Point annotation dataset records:
++++++++
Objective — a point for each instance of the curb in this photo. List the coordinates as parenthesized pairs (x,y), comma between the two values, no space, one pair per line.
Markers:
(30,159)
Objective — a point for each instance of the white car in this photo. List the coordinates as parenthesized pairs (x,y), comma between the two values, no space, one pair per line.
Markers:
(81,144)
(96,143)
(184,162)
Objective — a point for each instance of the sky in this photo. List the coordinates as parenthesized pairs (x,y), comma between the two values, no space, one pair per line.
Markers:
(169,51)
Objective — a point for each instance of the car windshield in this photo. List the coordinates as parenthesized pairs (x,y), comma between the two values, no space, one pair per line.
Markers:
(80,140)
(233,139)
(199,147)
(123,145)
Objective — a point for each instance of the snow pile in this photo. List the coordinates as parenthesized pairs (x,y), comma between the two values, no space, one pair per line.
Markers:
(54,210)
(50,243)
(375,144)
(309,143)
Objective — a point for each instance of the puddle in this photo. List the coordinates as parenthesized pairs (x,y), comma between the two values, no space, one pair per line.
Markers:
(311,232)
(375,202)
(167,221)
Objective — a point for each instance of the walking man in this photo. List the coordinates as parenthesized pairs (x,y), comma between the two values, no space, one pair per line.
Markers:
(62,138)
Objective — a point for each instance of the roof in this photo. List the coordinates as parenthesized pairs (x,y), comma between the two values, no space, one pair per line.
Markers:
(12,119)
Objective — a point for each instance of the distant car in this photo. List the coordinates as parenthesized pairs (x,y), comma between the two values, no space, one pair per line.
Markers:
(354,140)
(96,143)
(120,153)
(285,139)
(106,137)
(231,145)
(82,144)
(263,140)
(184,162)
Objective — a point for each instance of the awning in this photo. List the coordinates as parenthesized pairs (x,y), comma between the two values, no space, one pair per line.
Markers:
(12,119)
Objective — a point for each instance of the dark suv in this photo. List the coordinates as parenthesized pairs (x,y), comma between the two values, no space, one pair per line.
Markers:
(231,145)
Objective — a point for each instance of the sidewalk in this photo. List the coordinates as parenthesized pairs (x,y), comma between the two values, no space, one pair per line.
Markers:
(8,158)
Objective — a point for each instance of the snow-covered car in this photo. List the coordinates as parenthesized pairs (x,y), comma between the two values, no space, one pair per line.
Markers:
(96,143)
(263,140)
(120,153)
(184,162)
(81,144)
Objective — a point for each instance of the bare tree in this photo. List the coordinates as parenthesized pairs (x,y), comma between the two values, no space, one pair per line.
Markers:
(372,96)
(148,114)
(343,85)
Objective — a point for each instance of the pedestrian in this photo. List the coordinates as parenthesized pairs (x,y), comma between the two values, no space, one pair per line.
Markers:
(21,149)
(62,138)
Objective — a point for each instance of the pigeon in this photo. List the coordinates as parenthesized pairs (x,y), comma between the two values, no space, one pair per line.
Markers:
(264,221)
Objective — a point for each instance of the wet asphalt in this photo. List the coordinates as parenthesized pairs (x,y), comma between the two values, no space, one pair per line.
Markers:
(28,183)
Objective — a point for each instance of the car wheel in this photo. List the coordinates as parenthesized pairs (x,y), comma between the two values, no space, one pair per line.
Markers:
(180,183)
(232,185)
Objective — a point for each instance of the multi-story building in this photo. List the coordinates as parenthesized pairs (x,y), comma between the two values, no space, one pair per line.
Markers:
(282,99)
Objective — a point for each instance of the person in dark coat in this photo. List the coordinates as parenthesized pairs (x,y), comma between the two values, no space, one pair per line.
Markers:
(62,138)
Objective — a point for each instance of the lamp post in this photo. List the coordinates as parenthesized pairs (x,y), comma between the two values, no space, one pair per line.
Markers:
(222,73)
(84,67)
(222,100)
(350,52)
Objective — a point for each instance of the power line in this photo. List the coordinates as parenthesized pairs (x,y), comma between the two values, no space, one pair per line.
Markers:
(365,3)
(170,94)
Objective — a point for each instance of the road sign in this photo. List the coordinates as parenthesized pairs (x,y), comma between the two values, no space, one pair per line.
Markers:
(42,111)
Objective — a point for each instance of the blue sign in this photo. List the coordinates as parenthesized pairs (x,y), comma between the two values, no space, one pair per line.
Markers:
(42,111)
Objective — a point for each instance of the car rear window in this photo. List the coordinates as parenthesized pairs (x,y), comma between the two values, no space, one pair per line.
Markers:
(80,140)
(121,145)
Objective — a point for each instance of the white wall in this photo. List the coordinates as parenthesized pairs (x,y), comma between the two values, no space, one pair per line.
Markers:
++++++++
YOUR INSTRUCTIONS: Set down, word for word, only the lines running from the line with "Objective — a point for each instance of the lamp" to the last line of the listing above. Both of those lines belong in your answer.

SOLUTION TO THIS TASK:
Objective — a point for each instance of the lamp post in this photo. List the coordinates as parenthesized pairs (x,y), comma between the two values, no space, one pair per line.
Markers:
(222,73)
(84,67)
(222,100)
(350,52)
Objective — a point for each instance of the power line in this photo. List the coordinates as parenthesized pairs (x,y), comma between the two values, no space, one pair per line.
Markers:
(365,3)
(170,94)
Objective — a point for each instance of the road sign in this photo. List the coordinates as parenthesized pairs (x,y), comma between the two values, no space, one pair per line.
Markers:
(42,111)
Objective — a point for each instance of the blue sign in this photo. List the coordinates as parenthesized pairs (x,y), comma between the two values, no space, one pair per line.
Markers:
(42,111)
Objective — a point for each instance of the car rear window in this photo. List the coordinates as parenthesized pairs (x,y), comma between the two values, no space, one pair per line.
Markers:
(80,140)
(121,145)
Objective — a point for each instance of the white wall in this photo. List the coordinates as parenthesized pairs (x,y), comma between the two values, no space, one pair per line.
Markers:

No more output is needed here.